— EXERCISE GOAL —
Copy out the items from the line containing "TARGET = shadowed rock area" down to the end of the items, replacing "snail" with "slug" everywhere and leaving everything else unchanged. Leave the pictures out of your answer.

· · · · ·

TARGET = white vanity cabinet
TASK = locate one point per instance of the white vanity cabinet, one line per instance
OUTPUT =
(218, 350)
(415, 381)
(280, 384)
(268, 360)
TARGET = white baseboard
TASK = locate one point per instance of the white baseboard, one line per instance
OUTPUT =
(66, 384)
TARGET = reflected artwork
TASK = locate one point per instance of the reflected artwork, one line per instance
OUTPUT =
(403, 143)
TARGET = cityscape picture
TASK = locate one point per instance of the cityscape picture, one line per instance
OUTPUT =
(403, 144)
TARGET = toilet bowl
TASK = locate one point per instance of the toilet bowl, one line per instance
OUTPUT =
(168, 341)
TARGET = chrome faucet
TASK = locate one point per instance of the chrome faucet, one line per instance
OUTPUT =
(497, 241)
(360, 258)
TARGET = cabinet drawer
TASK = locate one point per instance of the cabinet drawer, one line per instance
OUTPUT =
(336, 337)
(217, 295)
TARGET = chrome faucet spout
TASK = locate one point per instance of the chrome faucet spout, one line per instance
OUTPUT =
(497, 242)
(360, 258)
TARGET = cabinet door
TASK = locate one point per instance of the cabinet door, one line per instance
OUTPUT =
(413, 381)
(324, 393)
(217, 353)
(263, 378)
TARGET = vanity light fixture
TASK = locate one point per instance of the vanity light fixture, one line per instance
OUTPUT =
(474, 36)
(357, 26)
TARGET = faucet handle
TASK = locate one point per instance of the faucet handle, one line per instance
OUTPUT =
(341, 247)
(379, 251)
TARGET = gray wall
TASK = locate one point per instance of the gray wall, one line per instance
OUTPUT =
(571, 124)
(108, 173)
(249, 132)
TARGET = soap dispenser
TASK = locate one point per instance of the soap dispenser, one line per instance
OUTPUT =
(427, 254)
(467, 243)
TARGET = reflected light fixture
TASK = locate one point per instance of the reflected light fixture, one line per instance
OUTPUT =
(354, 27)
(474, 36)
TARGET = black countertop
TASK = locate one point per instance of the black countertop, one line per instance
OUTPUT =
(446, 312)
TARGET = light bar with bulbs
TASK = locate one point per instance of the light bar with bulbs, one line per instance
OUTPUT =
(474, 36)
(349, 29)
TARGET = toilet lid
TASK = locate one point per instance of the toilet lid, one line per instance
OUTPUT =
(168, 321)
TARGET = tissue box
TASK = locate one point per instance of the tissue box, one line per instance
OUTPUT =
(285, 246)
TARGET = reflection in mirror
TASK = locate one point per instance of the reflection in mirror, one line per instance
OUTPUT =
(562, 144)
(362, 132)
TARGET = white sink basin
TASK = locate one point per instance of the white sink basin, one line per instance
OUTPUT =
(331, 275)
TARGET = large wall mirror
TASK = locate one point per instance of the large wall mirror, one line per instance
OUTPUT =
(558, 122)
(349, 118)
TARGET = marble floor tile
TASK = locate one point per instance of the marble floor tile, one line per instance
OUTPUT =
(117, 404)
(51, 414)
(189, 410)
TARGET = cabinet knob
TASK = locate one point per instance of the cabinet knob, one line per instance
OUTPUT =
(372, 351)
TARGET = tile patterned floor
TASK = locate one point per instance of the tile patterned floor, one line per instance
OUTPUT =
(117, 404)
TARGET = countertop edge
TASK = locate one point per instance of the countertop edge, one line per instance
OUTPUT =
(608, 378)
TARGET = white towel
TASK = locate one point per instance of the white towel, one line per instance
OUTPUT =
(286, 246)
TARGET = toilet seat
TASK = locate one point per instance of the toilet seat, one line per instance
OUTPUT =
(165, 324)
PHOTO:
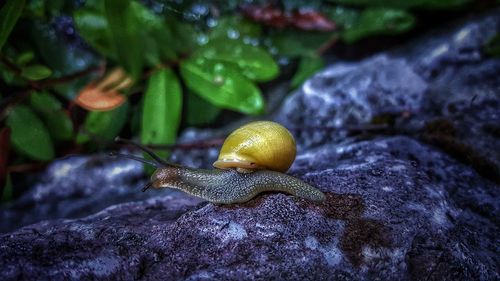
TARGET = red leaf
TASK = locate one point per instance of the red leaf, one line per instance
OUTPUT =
(104, 95)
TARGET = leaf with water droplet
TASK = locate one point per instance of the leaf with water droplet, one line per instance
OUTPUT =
(228, 26)
(222, 84)
(57, 121)
(29, 136)
(161, 111)
(36, 72)
(307, 67)
(254, 62)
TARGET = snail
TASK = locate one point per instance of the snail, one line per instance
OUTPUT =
(253, 159)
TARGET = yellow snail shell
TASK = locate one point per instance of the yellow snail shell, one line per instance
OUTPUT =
(258, 145)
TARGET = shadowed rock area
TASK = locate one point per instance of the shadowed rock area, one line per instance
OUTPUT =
(416, 200)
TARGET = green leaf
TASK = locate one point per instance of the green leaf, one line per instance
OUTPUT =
(344, 17)
(36, 72)
(199, 111)
(44, 102)
(93, 26)
(25, 58)
(29, 136)
(105, 125)
(156, 36)
(222, 85)
(255, 63)
(379, 21)
(125, 31)
(57, 121)
(8, 191)
(161, 109)
(9, 14)
(307, 67)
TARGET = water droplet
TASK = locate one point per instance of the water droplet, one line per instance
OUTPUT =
(212, 22)
(233, 34)
(219, 80)
(202, 39)
(218, 67)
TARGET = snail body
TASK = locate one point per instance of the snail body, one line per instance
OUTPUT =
(230, 186)
(247, 166)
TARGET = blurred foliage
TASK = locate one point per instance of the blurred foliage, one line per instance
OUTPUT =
(180, 63)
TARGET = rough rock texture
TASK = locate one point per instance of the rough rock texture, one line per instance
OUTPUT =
(418, 201)
(76, 187)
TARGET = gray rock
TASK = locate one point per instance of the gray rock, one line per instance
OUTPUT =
(76, 187)
(351, 94)
(385, 218)
(417, 204)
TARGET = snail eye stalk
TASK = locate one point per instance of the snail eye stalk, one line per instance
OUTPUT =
(153, 155)
(142, 160)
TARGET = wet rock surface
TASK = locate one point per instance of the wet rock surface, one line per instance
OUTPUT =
(419, 200)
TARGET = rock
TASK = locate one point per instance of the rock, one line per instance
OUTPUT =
(385, 217)
(76, 187)
(417, 201)
(351, 94)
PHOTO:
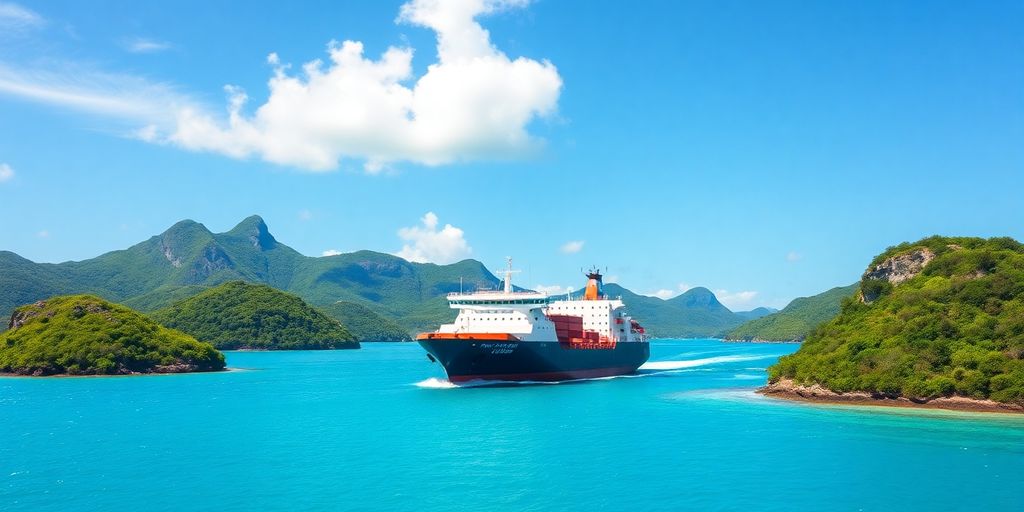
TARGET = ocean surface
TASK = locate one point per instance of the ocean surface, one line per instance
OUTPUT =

· · · · ·

— SOLUTION —
TARGET = shadowed rock area
TASK = locate one point per instance of the shadowed rock area, one line per instance
OUTPUT =
(416, 200)
TARGET = green leaf
TASK = locate one point per instance of the green leaf, one line per instance
OUTPUT =
(344, 17)
(36, 72)
(199, 111)
(44, 102)
(93, 26)
(25, 58)
(29, 136)
(105, 125)
(156, 36)
(222, 85)
(255, 63)
(379, 21)
(125, 31)
(57, 121)
(8, 191)
(161, 109)
(9, 14)
(307, 67)
TARGET = water droplet
TASK = locate one point per instance of the water droplet, one line per instance
OUTPUT =
(212, 22)
(233, 34)
(219, 80)
(202, 39)
(218, 67)
TARGET = slug body
TASK = locate one point per instance of the slug body, one line per instance
OUTPUT =
(230, 186)
(247, 166)
TARGET = blurred foliage
TASK = locate one point per instance of the blurred foliage, one line per instance
OUTPUT =
(180, 63)
TARGET = rough rock texture
TASK = locate one point per instance of the rough rock texture, one line per instance
OUTPUT =
(418, 201)
(76, 187)
TARGET = gray rock
TASK = locate one point per instance of the gray rock, one line per instance
OUTPUT =
(76, 187)
(351, 94)
(385, 218)
(417, 204)
TARGET = slug eye stalk
TASK = locate one point per instance of the slug eye stalk, one line per instance
OUTPUT =
(153, 155)
(142, 160)
TARGET = wet rock surface
TASK = locate one point per instance of the wet rock surface, one line per instance
OUTPUT =
(419, 200)
TARGET = rock
TASK = locate one point per instance of the rock, one line per instance
OUTPUT =
(385, 217)
(76, 187)
(417, 201)
(351, 94)
PHOTO:
TARGET = ocean surface
TASK = locate one point per instance of the ocean surface, one line per instance
OUTPUT =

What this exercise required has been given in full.